• **Work required**: Reproduce every one of the following entries verbatim, keeping each line unchanged and in its original order.

[Records from a collection]
※ ※ ※
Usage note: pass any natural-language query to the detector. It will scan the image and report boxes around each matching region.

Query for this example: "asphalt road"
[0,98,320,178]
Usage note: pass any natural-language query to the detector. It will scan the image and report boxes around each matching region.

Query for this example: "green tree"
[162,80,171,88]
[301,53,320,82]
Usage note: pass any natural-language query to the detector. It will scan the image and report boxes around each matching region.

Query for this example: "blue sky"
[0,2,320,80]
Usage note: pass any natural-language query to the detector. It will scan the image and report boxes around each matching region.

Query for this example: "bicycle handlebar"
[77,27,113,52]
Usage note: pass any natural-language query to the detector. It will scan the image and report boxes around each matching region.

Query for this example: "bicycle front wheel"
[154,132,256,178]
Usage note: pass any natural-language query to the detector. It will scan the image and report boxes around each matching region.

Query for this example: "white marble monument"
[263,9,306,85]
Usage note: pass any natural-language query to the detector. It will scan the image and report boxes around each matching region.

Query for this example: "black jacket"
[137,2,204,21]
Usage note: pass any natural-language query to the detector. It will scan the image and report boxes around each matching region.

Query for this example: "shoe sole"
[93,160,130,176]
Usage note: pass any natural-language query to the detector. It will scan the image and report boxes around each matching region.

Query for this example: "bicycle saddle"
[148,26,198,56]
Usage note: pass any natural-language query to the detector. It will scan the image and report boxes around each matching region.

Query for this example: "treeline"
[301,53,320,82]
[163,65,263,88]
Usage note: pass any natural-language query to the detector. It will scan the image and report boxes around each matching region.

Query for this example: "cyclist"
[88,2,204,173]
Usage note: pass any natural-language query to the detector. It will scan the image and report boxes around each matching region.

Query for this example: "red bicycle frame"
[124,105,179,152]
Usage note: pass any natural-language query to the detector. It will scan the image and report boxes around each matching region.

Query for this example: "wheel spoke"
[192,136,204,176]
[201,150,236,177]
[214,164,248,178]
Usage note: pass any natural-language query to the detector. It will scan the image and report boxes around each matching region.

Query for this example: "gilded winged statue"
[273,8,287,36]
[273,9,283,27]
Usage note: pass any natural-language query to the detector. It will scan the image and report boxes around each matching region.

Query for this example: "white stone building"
※ ※ ※
• **Answer to the exercise**:
Usage note: pass any natural-language query to the detector. It will scan the image and report boxes around each matching region.

Query for this example: "asphalt road"
[0,98,320,178]
Usage note: pass any natural-language query to the detector. It will scan the image and report boxes around each matching region.

Query for this example: "green tree"
[162,80,171,88]
[301,53,320,82]
Usage note: pass any natural-language query to the detector. It will scan the image and report boxes around each matching region.

Query for this example: "blue sky"
[0,2,320,80]
Usage note: pass any natural-language query to the detector. It will scan the image and report boxes around each matching region.

Query for this example: "bicycle handlebar"
[77,27,113,52]
Usage note: pass any natural-language query to the detector. It will scan the image and report boxes around each matching region.

Query for this example: "bicycle front wheel"
[154,132,256,178]
Usage note: pass any natural-language query to the detector. It will scan the image and report boxes around each matching region.

Query for this example: "white marble monument"
[263,9,306,85]
Usage note: pass any natural-language query to the detector. It will scan the image and report boxes around each matching region.

Query for this example: "black jacket"
[137,2,204,21]
Usage note: pass any natural-language query to the detector. It will scan the image and report boxes around each matching region.

Query for this example: "shoe sole"
[93,160,130,176]
Usage note: pass any natural-language query to the detector. It will scan the image and report boxes around each matching region.

Query for this example: "bicycle saddle"
[148,26,198,56]
Usage note: pass any natural-language query to the detector. It will scan the image and report boxes around each matching region.

Query for this example: "treeline"
[301,53,320,82]
[163,65,263,88]
Usage note: pass any natural-language query to the detector. It will scan the image and report boxes around each matching region.

Query for this example: "cyclist"
[88,2,204,173]
Usage note: pass any natural-language query to the detector. It will scan the image and report boxes around each matching region.

Query for this example: "red bicycle frame"
[124,105,179,152]
Usage note: pass any natural-language query to the detector. It will scan the image and report boxes around each matching region.

Query for this example: "wheel spoke"
[192,136,204,176]
[201,150,236,177]
[214,164,248,178]
Usage note: pass any natural-language query to the detector. It will scan the image and report boxes around each matching region.

Query for this example: "gilded winged statue"
[273,8,287,36]
[273,9,283,27]
Usage note: pass any natural-language query to the detector. It will scan the image and report boxes around each matching region.

Query for this example: "white stone building"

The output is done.